**Problem to work on**
Reproduce the data that follows precisely.

(Beginning of The input)

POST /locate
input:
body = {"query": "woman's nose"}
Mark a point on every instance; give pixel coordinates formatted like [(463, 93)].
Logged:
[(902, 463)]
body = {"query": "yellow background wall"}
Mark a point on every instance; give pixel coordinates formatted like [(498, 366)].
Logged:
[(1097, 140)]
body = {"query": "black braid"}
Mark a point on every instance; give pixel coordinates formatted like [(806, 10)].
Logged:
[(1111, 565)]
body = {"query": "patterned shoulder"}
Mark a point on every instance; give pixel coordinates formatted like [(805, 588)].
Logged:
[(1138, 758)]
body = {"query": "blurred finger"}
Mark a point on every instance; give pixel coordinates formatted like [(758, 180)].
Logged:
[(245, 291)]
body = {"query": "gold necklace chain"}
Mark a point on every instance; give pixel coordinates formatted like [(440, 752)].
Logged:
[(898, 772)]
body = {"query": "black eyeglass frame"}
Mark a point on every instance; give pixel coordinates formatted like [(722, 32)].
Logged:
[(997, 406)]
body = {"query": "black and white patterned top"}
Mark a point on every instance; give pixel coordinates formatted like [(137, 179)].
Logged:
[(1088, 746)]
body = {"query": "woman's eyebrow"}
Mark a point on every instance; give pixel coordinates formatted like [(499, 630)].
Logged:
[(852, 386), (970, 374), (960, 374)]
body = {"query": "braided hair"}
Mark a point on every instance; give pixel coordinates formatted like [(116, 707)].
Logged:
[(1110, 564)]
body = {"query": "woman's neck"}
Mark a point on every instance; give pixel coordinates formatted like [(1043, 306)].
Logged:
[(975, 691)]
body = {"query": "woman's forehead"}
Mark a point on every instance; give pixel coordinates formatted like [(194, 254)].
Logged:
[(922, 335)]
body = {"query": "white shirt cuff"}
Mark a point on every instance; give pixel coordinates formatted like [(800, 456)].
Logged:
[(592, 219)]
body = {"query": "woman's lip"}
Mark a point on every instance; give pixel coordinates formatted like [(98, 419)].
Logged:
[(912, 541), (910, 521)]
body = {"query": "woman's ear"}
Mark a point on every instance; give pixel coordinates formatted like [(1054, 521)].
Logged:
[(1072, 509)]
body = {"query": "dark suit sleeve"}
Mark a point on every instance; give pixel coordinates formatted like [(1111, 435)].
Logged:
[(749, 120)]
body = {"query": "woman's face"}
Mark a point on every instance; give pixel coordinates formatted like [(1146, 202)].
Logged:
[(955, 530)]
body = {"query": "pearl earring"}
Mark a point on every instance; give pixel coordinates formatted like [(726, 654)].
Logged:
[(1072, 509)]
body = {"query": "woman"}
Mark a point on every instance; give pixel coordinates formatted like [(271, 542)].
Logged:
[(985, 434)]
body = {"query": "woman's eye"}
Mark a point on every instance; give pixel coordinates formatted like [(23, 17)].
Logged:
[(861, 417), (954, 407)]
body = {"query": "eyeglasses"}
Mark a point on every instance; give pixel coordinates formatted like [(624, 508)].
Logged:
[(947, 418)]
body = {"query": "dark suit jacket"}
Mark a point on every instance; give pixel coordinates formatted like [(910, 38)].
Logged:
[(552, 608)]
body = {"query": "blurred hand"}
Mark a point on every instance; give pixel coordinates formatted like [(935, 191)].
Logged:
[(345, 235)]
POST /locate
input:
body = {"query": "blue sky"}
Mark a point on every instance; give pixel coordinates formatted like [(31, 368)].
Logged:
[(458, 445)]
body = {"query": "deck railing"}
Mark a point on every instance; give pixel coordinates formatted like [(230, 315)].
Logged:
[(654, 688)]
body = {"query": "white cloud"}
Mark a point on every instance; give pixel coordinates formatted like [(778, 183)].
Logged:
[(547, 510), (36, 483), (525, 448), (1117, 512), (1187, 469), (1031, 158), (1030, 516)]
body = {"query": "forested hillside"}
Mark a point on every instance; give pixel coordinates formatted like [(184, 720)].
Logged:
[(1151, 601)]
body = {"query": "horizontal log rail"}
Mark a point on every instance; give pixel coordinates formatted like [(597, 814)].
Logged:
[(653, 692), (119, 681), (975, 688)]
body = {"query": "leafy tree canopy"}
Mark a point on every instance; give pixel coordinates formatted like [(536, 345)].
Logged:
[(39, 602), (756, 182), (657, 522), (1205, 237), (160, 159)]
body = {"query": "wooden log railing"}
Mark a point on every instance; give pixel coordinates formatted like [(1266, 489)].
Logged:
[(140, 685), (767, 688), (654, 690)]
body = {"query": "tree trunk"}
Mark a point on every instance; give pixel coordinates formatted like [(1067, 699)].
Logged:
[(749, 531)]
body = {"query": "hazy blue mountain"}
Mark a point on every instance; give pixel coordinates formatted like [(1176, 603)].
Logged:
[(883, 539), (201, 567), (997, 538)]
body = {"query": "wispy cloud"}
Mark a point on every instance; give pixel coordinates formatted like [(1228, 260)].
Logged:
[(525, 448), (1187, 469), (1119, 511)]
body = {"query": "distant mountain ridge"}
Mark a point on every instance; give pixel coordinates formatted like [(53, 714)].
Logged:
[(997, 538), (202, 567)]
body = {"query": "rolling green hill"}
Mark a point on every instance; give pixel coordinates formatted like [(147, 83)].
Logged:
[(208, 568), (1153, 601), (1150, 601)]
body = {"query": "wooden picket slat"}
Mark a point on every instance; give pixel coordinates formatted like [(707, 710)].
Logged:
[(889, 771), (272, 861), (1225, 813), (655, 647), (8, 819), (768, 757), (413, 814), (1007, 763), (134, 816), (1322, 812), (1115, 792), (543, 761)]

(End of The input)

**Solution to this task**
POST /locate
input:
body = {"query": "woman's nose"}
Mark a point on every instance; give pixel coordinates formatted like [(463, 93)].
Logged:
[(902, 463)]
body = {"query": "yellow background wall"}
Mark a point on every instance; give pixel coordinates formatted like [(498, 366)].
Logged:
[(1097, 140)]
body = {"query": "black braid"}
Mark a point on every instance; give pixel coordinates formatted like [(806, 10)].
Logged:
[(1111, 565)]
body = {"query": "patterned shoulder"}
Mark a point on every instance; give pixel coordinates formatted like [(805, 588)].
Logged:
[(1138, 758)]
body = {"query": "blurred finger"}
Mark a point on every instance; give pixel coordinates formatted like [(758, 180)].
Logged:
[(245, 291)]
body = {"query": "gold necklace chain"}
Mark a point on every instance; give pixel coordinates formatted like [(440, 752)].
Logged:
[(898, 772)]
body = {"query": "black eyeglass frame"}
Mark a point on every instance; give pixel coordinates formatted like [(722, 32)].
Logged:
[(997, 406)]
body = {"query": "black and white patterned top"}
Mark a point on every instance; give pixel coordinates formatted like [(137, 179)].
Logged:
[(1088, 746)]
body = {"query": "woman's eyebrow"}
Mark a point on every instance; give pixel coordinates formatted like [(499, 630)].
Logged:
[(852, 386), (970, 374), (960, 374)]
body = {"query": "braided hair"}
Mark a point on every instance; give pixel coordinates formatted like [(116, 707)].
Logged:
[(1110, 564)]
body = {"query": "woman's neck"}
Mark a point on every instance; give pixel coordinates formatted like [(1043, 306)].
Logged:
[(975, 691)]
body = {"query": "woman's forehead"}
Mark a point on every instance; give pixel coordinates formatted like [(194, 254)].
Logged:
[(922, 335)]
body = {"query": "white shirt cuff"}
Mark a point on every instance; give pixel coordinates formatted like [(800, 456)].
Logged:
[(592, 219)]
body = {"query": "woman's lip"}
Mark a point on every instance; give pixel coordinates formatted like [(98, 419)].
Logged:
[(912, 541), (910, 521)]
body = {"query": "woman's ear"}
Mark a point on every instance; give pixel coordinates formatted like [(1054, 521)].
Logged:
[(1072, 509)]
body = {"query": "dark suit sleeve"}
Mark a point on every instance; give pixel coordinates formatted like [(1111, 435)].
Logged:
[(749, 120)]
body = {"query": "woman's face"}
Mark a point on every instance; give pixel coordinates formatted like [(1146, 202)].
Logged:
[(955, 530)]
body = {"query": "pearl earring"}
Mark a point on every instance; give pixel coordinates formatted like [(726, 654)].
Logged:
[(1072, 509)]
body = {"query": "woman"}
Mark a point on every instance; give pixel coordinates formatted like [(271, 542)].
Logged:
[(985, 434)]
body = {"query": "woman's eye"}
Mark a point on every instance; give pixel coordinates formatted like [(23, 17)].
Logged:
[(861, 417), (954, 407)]
body = {"query": "eyeglasses"}
Mark a point on every instance; give pixel coordinates formatted like [(624, 508)].
Logged:
[(947, 418)]
body = {"query": "dark suit jacket"}
Mark a point on every instance; give pixel coordinates formatted like [(910, 38)].
Logged:
[(552, 608)]
body = {"query": "blurred hand"}
Mark a point on every instance; give pixel coordinates formatted like [(935, 191)].
Logged:
[(345, 235)]
POST /locate
input:
body = {"query": "blue sky"}
Mark a point on every instance; give pixel coordinates formatted like [(31, 368)].
Logged:
[(458, 445)]
body = {"query": "deck railing"}
Mark a point on every instance; give pixel coordinates formatted like [(230, 315)].
Logged:
[(654, 688)]
body = {"query": "white cloud"}
Mark a point on every instance; give pixel coordinates formatted like [(778, 183)].
Logged:
[(547, 510), (36, 483), (525, 448), (1117, 512), (1187, 469), (1031, 158), (1030, 516)]
body = {"query": "forested hillside"}
Mark a point on every instance; give pixel coordinates formatted like [(184, 720)].
Logged:
[(1151, 601)]
body = {"query": "horizontal log rail"}
Mark a point on every instance; give pixel coordinates formatted like [(597, 814)].
Logged:
[(653, 692), (119, 681), (975, 688)]
body = {"query": "leafy tree canopy"}
Mark a point on every instance; give pixel coordinates formatted like [(536, 345)].
Logged:
[(39, 602), (756, 182), (657, 522), (1205, 237), (160, 159)]
body = {"query": "wooden log railing"}
Mark a point on every instance; give pixel coordinates formatted like [(1266, 489)].
Logged:
[(140, 685), (767, 688), (654, 690)]
body = {"query": "tree trunk"}
Mark a point on every instance; give pixel coordinates formatted like [(1067, 699)].
Logged:
[(749, 531)]
body = {"query": "hazy blue mountain"}
Mark a point on every instance; give pixel coordinates formatted like [(1176, 603)].
Logged:
[(883, 539), (201, 567), (997, 538)]
body = {"query": "wispy cloud"}
Mark a point on every instance; give pixel coordinates formatted like [(1228, 260)].
Logged:
[(525, 448), (1187, 469), (1119, 511)]
body = {"query": "distant mountain ridge"}
Mark a point on every instance; give pixel coordinates formatted like [(53, 714)].
Logged:
[(997, 538), (202, 567)]
body = {"query": "rolling green hill"}
Mark a point on every instance; give pixel coordinates formatted like [(147, 83)].
Logged:
[(208, 568), (1153, 601), (1150, 601)]
body = {"query": "wooden picket slat"}
Mark a point on every instance; give pixel coordinates formatted like [(707, 710)].
Logged:
[(889, 771), (272, 861), (1225, 813), (655, 647), (8, 819), (768, 757), (413, 814), (1007, 763), (134, 816), (1322, 812), (1115, 792), (543, 761)]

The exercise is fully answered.